• [Assignment] Set down exactly the lines below between the line holding "Phrase: white cloud" and the line holding "Phrase: guardrail", inclusive; no other line belongs in the answer.
..............................
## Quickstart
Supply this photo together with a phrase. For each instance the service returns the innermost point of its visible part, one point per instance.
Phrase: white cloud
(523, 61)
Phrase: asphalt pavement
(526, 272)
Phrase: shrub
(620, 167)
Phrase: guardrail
..............................
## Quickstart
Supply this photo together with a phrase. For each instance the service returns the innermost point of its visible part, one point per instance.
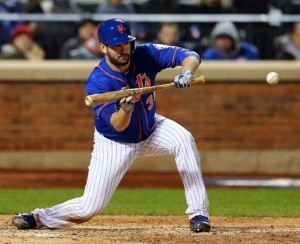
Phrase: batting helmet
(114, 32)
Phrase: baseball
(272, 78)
..............................
• [Result for this task]
Phrase: white cloud
(523, 61)
Phrase: asphalt pavement
(526, 272)
Phrase: shrub
(620, 167)
Phrase: guardrail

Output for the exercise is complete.